Yech. There was drama this weekend. I won't go into it all, but suffice it to say that there is no chance of mom and stepdad reconciling.
I've really, really tried to stay out of all of it. But today something happened which made me very annoyed. No, actually, REALLY annoyed.
Mom was over here picking up some of her belongings. She decided she wanted her case of CD's. Apparently before I moved in, this case was stored in one of the dresser drawers in my bedroom. Stepdad knocks on my door, and when I say come in, he walks right in and goes over to my closet (which was open) and starts looking at the top shelf. Some things there are his, some are mine. He then asks me if I've seen the CD case. I tell him that no, I don't recall having seen it since moving in here. He leaves.

→ **WORK REQUEST**
Quote the entry from "Yech. There was" to "actually, REALLY annoyed.".

→ **DATASET CONTENT**
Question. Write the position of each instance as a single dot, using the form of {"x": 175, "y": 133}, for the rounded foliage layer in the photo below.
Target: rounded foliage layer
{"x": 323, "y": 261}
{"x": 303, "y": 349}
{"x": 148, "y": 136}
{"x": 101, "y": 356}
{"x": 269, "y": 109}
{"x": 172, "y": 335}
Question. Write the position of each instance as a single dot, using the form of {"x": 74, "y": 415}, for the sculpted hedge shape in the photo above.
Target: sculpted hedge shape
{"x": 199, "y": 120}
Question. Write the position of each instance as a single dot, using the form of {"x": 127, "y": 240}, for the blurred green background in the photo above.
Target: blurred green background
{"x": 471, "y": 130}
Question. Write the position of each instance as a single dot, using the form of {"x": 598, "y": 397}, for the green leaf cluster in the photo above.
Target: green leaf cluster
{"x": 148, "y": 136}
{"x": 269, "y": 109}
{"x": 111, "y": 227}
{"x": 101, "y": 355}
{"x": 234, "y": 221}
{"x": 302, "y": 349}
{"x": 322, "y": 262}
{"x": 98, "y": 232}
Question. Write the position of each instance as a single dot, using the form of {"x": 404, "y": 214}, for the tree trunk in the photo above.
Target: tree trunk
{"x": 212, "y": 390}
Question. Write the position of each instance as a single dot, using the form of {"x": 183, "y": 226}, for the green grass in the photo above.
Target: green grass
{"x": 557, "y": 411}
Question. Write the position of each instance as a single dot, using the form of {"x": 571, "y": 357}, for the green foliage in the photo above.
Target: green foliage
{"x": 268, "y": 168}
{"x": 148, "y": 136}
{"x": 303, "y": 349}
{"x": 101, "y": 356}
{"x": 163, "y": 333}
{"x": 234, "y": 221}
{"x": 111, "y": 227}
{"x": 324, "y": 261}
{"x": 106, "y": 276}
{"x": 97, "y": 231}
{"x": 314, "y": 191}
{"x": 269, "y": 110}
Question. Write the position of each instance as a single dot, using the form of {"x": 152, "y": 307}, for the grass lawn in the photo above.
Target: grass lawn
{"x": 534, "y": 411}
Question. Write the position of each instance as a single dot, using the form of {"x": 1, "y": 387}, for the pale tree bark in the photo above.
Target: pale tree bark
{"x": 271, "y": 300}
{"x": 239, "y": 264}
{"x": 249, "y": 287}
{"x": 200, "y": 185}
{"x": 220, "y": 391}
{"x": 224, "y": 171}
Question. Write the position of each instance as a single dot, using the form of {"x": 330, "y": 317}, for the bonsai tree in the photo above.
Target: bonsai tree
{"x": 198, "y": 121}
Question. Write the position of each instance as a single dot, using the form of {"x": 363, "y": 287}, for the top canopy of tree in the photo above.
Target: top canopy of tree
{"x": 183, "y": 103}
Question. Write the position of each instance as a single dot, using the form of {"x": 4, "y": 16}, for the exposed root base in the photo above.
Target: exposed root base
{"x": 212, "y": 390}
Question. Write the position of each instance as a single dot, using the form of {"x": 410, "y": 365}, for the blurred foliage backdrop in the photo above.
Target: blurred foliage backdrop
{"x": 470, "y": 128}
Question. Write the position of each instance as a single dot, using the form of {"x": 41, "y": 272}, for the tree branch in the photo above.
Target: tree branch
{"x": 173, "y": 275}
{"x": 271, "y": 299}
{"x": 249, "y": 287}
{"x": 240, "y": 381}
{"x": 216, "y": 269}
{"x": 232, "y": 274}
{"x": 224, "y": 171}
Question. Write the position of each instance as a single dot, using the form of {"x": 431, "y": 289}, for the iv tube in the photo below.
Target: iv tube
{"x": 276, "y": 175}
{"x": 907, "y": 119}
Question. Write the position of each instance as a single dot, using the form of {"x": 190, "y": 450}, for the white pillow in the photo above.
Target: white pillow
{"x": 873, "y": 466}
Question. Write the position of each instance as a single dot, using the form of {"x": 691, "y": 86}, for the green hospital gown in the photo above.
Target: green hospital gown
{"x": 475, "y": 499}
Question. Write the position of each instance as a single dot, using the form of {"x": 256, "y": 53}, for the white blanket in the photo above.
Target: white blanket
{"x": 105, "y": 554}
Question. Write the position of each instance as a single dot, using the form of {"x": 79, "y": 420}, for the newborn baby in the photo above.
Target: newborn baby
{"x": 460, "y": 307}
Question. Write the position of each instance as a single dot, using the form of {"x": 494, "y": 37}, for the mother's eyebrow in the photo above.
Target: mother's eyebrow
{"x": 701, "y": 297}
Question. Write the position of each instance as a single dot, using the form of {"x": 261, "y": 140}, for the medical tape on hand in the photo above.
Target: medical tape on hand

→ **RESPONSE**
Yech. There was drama this weekend. I won't go into it all, but suffice it to say that there is no chance of mom and stepdad reconciling.
I've really, really tried to stay out of all of it. But today something happened which made me very annoyed. No, actually, REALLY annoyed.